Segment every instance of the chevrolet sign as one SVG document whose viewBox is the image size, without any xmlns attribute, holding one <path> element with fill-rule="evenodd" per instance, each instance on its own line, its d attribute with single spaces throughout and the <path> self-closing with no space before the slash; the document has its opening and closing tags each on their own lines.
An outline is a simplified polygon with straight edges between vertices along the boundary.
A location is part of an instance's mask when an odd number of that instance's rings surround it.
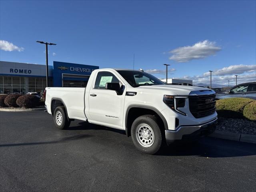
<svg viewBox="0 0 256 192">
<path fill-rule="evenodd" d="M 64 70 L 68 70 L 68 67 L 64 67 L 64 66 L 60 66 L 60 67 L 58 67 L 58 69 L 60 69 L 62 71 Z"/>
</svg>

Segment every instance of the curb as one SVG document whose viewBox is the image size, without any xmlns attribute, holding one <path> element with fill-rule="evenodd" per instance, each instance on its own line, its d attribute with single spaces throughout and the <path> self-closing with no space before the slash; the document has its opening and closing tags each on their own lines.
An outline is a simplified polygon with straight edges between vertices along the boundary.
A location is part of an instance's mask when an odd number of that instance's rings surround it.
<svg viewBox="0 0 256 192">
<path fill-rule="evenodd" d="M 0 111 L 12 111 L 15 112 L 20 112 L 22 111 L 44 111 L 45 108 L 36 108 L 35 109 L 1 109 L 0 108 Z"/>
<path fill-rule="evenodd" d="M 236 133 L 229 131 L 222 131 L 216 130 L 214 132 L 208 136 L 220 139 L 256 144 L 256 135 Z"/>
</svg>

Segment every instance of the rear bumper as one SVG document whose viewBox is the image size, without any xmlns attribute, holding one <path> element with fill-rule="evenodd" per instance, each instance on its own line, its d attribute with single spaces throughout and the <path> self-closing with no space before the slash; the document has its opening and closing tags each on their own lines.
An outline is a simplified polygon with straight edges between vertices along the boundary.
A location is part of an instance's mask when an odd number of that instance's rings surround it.
<svg viewBox="0 0 256 192">
<path fill-rule="evenodd" d="M 218 118 L 201 125 L 181 126 L 177 130 L 165 130 L 165 138 L 168 144 L 176 140 L 197 139 L 214 132 Z"/>
</svg>

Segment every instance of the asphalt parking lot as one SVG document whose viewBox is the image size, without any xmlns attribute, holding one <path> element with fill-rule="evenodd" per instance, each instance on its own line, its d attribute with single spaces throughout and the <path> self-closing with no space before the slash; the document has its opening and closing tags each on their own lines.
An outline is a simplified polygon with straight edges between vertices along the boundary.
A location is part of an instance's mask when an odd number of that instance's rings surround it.
<svg viewBox="0 0 256 192">
<path fill-rule="evenodd" d="M 158 155 L 124 132 L 0 112 L 0 191 L 256 191 L 256 145 L 205 138 Z"/>
</svg>

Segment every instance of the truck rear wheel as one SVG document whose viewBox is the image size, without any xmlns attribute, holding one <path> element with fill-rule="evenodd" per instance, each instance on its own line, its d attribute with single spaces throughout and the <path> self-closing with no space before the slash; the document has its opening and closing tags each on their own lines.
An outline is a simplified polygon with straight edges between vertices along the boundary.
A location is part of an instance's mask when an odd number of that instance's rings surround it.
<svg viewBox="0 0 256 192">
<path fill-rule="evenodd" d="M 132 123 L 131 135 L 134 144 L 139 150 L 154 154 L 162 144 L 162 134 L 156 117 L 145 115 L 137 118 Z"/>
<path fill-rule="evenodd" d="M 57 107 L 54 110 L 54 124 L 59 129 L 64 129 L 68 128 L 70 124 L 70 121 L 68 120 L 64 106 Z"/>
</svg>

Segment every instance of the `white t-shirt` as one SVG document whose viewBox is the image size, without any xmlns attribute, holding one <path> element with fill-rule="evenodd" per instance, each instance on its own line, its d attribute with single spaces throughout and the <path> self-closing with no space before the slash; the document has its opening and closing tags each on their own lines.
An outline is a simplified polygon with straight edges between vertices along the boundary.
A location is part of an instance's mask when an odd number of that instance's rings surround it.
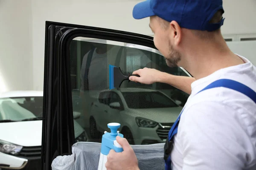
<svg viewBox="0 0 256 170">
<path fill-rule="evenodd" d="M 173 170 L 256 170 L 256 104 L 224 88 L 197 92 L 217 79 L 236 80 L 256 91 L 256 68 L 245 63 L 193 82 L 171 154 Z"/>
</svg>

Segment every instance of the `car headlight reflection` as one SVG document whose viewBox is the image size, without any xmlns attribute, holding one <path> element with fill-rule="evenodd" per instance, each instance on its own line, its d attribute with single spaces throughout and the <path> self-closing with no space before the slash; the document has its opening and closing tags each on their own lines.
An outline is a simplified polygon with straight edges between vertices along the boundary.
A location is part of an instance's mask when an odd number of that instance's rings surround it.
<svg viewBox="0 0 256 170">
<path fill-rule="evenodd" d="M 157 122 L 146 119 L 137 117 L 136 119 L 138 126 L 140 127 L 153 128 L 157 125 Z"/>
<path fill-rule="evenodd" d="M 20 151 L 22 147 L 21 146 L 0 140 L 0 152 L 3 153 L 15 155 Z"/>
<path fill-rule="evenodd" d="M 87 142 L 88 141 L 88 137 L 85 131 L 84 131 L 81 135 L 75 139 L 76 142 Z"/>
</svg>

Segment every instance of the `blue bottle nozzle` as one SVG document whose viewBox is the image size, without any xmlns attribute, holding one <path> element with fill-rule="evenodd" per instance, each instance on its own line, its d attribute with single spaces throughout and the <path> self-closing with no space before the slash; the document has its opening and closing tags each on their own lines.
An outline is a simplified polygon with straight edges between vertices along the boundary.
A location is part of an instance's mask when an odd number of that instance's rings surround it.
<svg viewBox="0 0 256 170">
<path fill-rule="evenodd" d="M 108 124 L 108 127 L 110 129 L 110 135 L 113 136 L 117 136 L 118 134 L 117 129 L 120 128 L 121 125 L 118 123 L 110 123 Z"/>
</svg>

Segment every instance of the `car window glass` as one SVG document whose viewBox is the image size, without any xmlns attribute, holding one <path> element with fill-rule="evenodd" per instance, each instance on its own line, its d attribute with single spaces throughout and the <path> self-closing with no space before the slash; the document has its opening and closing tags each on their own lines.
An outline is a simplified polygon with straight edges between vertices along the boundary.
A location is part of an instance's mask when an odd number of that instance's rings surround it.
<svg viewBox="0 0 256 170">
<path fill-rule="evenodd" d="M 101 142 L 104 131 L 110 130 L 107 124 L 114 122 L 120 123 L 119 130 L 129 136 L 131 143 L 165 142 L 166 138 L 163 135 L 167 137 L 167 134 L 158 132 L 163 128 L 160 125 L 175 121 L 189 95 L 158 82 L 145 85 L 124 81 L 120 88 L 109 90 L 109 65 L 119 67 L 126 75 L 145 67 L 189 76 L 186 71 L 168 67 L 159 51 L 140 45 L 78 37 L 71 42 L 70 49 L 71 90 L 79 91 L 72 97 L 80 100 L 80 106 L 73 104 L 73 108 L 81 113 L 76 121 L 85 130 L 89 142 Z M 181 107 L 175 100 L 181 102 Z M 108 108 L 118 109 L 117 102 L 122 109 L 115 112 L 122 112 L 115 115 Z M 164 130 L 170 128 L 167 126 Z"/>
<path fill-rule="evenodd" d="M 0 99 L 0 120 L 21 121 L 42 117 L 42 96 Z"/>
<path fill-rule="evenodd" d="M 173 107 L 176 106 L 174 101 L 161 93 L 152 93 L 151 94 L 151 95 L 153 99 L 153 102 L 156 102 L 159 105 L 170 105 Z"/>
</svg>

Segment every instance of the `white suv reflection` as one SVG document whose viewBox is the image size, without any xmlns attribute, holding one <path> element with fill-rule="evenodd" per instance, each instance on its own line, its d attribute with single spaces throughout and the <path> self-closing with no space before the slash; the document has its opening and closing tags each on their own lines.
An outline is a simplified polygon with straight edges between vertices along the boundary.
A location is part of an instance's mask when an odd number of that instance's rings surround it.
<svg viewBox="0 0 256 170">
<path fill-rule="evenodd" d="M 116 122 L 121 124 L 120 133 L 131 144 L 164 142 L 182 109 L 178 102 L 160 91 L 150 89 L 102 91 L 92 104 L 91 136 L 100 138 L 99 134 L 109 130 L 107 124 Z"/>
</svg>

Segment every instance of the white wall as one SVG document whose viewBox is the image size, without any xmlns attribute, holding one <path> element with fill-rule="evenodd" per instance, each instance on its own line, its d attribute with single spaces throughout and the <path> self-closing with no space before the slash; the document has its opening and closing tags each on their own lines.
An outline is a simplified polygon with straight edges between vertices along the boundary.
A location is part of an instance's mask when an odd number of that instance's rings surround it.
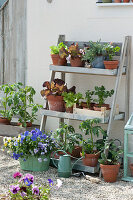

▶ **Work to complete**
Report every line of the records that contains the string "reflection", treating uppercase and lowercase letters as different.

▶ **The reply**
Segment every instance of the `car headlight reflection` as one SVG document whose viewBox is the image size, without any xmlns attribute, holding one <path> element with fill-rule="evenodd" per instance, each instance on its own line, its d attribute with single spaces throughout and the <path> self-closing with no space before the slash; the document has its opening and closing tags each on their own lines.
Segment every instance of the `white suv reflection` as one SVG document whose viewBox is the image size, without any xmlns attribute, holding one <path> element with fill-rule="evenodd" per instance, each instance on its own line, its d attribute with single spaces throughout and the <path> self-closing with no space before the slash; the document has its opening and closing tags each on their own lines.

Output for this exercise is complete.